— Begin RECORDS TO PROCESS —
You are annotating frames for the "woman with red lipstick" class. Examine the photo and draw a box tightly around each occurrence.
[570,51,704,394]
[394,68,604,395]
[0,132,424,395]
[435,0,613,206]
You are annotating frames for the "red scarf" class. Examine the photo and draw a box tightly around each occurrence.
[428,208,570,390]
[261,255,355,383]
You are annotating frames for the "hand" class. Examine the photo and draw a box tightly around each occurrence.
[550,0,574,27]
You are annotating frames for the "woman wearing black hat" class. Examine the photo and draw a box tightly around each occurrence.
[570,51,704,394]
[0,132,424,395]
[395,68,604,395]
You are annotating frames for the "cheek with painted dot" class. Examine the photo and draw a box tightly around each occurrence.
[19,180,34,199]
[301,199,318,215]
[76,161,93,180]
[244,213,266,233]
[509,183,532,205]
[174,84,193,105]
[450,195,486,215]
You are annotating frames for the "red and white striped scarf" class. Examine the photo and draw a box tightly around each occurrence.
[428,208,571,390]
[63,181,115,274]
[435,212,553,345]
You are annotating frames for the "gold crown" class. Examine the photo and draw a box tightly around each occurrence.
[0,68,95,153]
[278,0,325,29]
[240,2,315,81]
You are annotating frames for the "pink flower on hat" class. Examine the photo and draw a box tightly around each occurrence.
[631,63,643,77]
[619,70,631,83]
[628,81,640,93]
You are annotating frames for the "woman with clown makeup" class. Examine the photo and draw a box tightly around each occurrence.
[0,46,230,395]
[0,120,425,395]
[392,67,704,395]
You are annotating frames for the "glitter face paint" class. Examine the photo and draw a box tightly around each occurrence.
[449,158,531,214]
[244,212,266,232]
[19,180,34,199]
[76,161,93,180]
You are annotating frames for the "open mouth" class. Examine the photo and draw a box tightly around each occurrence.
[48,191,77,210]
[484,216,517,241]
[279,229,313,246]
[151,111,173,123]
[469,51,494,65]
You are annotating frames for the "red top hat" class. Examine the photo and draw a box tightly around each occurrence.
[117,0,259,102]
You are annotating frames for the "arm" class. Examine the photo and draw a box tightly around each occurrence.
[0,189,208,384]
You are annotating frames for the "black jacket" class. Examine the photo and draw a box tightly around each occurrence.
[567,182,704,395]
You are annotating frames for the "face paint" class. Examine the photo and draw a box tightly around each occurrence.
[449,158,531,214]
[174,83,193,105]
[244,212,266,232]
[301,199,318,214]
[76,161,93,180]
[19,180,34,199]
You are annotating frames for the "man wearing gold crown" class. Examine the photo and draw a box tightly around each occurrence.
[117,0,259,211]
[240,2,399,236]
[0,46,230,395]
— End RECORDS TO PROCESS —
**WORK TO COMPLETE**
Rewrite all of the records above as a numbered list, leaving out any blank lines.

**SOLUTION TO THE EXERCISE**
1. You are annotating frames for the "woman with red lipstick" class. Examine the photo and draw a box tightly around each occurrence.
2. [570,51,704,394]
3. [394,68,604,395]
4. [0,132,424,395]
5. [435,0,613,206]
6. You are annotating frames for the "red scarf" class. Examine the photo and draw a box tightly around each occurrence.
7. [428,208,570,390]
8. [261,255,355,383]
9. You are annotating frames for the "hand" class. Examine the photo and draw a box tightly around each occurrence.
10. [550,0,574,27]
11. You are annotating frames for the "woman wearing black hat" class. Examine the photo and draw a box tightly around each occurrence.
12. [570,51,704,394]
13. [0,132,424,395]
14. [395,68,604,395]
15. You are annotating frames for the "cheek with painted dot" class. Examine the photo and draw a box tightly around each occurrence.
16. [19,180,34,199]
17. [301,199,318,215]
18. [76,161,93,180]
19. [244,213,266,233]
20. [509,183,532,205]
21. [174,84,193,105]
22. [450,195,486,215]
23. You are annotating frames for the "red and white striped scarf" class. Examine the photo and draw a box tightly around each occurrence.
24. [428,208,571,390]
25. [63,181,115,274]
26. [435,212,553,345]
27. You are annotating frames for the "gold crown" class. Examine the photo and draw a box tightly around each occurrence.
28. [0,68,95,153]
29. [278,0,325,29]
30. [240,2,315,81]
31. You are annotating frames for the "pink flower on hat" class. Examine the photo and draw a box tightly around each occurrence.
32. [631,63,643,77]
33. [619,70,631,83]
34. [628,81,640,93]
35. You are annotating frames for the "woman with clown makeup" class. Examine the photo and draw a box tightly around each occurrence.
36. [0,46,230,395]
37. [0,120,425,395]
38. [392,67,704,395]
39. You are annotating frames for the "glitter face paint" class. Examine the photo and draw a box tightly around each occurrence.
40. [449,158,531,214]
41. [244,212,266,232]
42. [19,180,34,199]
43. [76,161,93,180]
44. You are annotating frames for the "open mouth" class. Examine the photo and draw a box tightly around each occurrence.
45. [48,191,77,210]
46. [484,216,517,241]
47. [279,229,313,246]
48. [151,111,173,123]
49. [469,51,494,65]
50. You are annotating frames for the "red top hat" class. Examine the photo and draw a box tightly around each occurrence.
51. [117,0,259,102]
52. You are annotating frames for the "arm" class. Examine the photo and draw a box tightly around each occurrence.
53. [0,189,208,384]
54. You are annotating frames for the "black jacket" class. Examine the photo and draw a box tightly around each occurrence.
55. [567,182,704,395]
56. You are annotating frames for the "face paint" class. Examine the photo and draw a box tightly around each occurrence.
57. [449,158,531,214]
58. [174,83,193,105]
59. [244,212,266,232]
60. [301,199,318,214]
61. [76,161,93,180]
62. [19,180,34,199]
63. You are annotating frames for the "man wearing gold crown" class. Examine the photo and draw a box tightly around each occurrence.
64. [117,0,259,211]
65. [240,2,399,236]
66. [0,46,230,395]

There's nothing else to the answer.